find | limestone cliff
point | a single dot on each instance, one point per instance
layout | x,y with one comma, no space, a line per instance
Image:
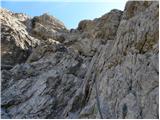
106,68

════════════════

# Exercise brief
Please tally how many lines in the listing above contain the word "instance", and answer with the figure alone.

# Result for this exercise
2